### Stated goal 1
According to the Colin Banks biography, in what year and in which city did he co-found Banks & Miles?

### Extract provided
****************

Colin Banks (16 January 1932 – 9 March 2002) was a British designer who co-founded Banks & Miles, designers and typographers, in London in 1958 with John Miles. Major clients of the partnership included the Consumers' Association, the Post Office, British Telecom and London Transport, for whom they redesigned Edward Johnston's famous "Underground Sans" typeface, as New Johnston.

Early life
Banks was born in Ruislip, England, and grew up in Margate. He went to Rochester and Maidstone schools of art (both became Kent Institute of Art & Design then eventually the University for the Creative Arts), and met John Miles at Maidstone.

Career
With John Miles, he was the Production Editor of Which?, and associated magazines, from 1964 to 1993.

****************

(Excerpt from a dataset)

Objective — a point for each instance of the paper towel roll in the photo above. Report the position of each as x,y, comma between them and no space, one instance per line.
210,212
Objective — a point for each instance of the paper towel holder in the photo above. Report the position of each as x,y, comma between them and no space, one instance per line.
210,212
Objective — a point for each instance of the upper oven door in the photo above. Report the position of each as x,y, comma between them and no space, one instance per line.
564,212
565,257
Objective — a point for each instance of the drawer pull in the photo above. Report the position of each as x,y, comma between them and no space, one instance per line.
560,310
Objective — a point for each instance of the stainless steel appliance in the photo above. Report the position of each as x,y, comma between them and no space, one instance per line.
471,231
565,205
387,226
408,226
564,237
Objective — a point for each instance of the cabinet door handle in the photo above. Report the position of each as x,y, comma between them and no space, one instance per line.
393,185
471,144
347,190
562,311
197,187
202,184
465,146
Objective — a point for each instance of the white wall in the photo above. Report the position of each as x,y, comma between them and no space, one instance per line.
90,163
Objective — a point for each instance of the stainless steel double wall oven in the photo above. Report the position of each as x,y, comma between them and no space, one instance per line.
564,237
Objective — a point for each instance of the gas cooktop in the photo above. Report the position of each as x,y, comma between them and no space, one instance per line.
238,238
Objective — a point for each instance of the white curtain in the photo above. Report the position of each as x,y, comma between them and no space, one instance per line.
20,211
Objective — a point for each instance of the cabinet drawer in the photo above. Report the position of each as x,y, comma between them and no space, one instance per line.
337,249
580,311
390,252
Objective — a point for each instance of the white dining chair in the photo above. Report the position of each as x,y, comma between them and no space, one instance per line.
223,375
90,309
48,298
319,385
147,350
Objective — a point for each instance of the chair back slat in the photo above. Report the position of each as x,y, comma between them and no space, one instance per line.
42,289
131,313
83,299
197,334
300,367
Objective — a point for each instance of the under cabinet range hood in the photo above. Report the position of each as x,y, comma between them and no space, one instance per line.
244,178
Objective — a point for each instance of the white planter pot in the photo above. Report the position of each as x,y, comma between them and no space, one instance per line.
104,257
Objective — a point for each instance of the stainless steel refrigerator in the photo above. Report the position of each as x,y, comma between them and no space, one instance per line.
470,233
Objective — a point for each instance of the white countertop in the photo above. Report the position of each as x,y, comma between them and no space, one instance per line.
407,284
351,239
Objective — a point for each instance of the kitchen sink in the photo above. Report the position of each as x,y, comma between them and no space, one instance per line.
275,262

****************

### Stated goal 2
In the rows, change "white" to "ivory" from the line containing "Objective — a point for each instance of the white dining" through the end of the rows. Return only those lines, with everything else unchanged.

### Response 1
He co-founded Banks & Miles in London in 1958.

### Response 2
Objective — a point for each instance of the ivory dining chair in the photo above. Report the position of each as x,y, comma between them and no space, one instance per line.
223,375
90,309
48,298
319,385
147,350
Objective — a point for each instance of the chair back slat in the photo above. Report the position of each as x,y, comma between them and no space, one instance per line.
42,289
131,313
83,299
197,334
300,367
Objective — a point for each instance of the under cabinet range hood in the photo above. Report the position of each as x,y, comma between them and no space, one instance per line.
244,178
Objective — a point for each instance of the ivory planter pot in the photo above. Report the position of each as x,y, comma between them and no space, one instance per line.
104,257
Objective — a point for each instance of the stainless steel refrigerator in the photo above. Report the position of each as x,y, comma between them and no space, one instance per line.
470,233
Objective — a point for each instance of the ivory countertop in the photo above. Report the position of each as x,y, comma between them and no space, one instance per line.
407,284
351,239
Objective — a point for each instance of the kitchen sink in the photo above. Report the position of each as x,y, comma between them and no space, one instance per line.
275,262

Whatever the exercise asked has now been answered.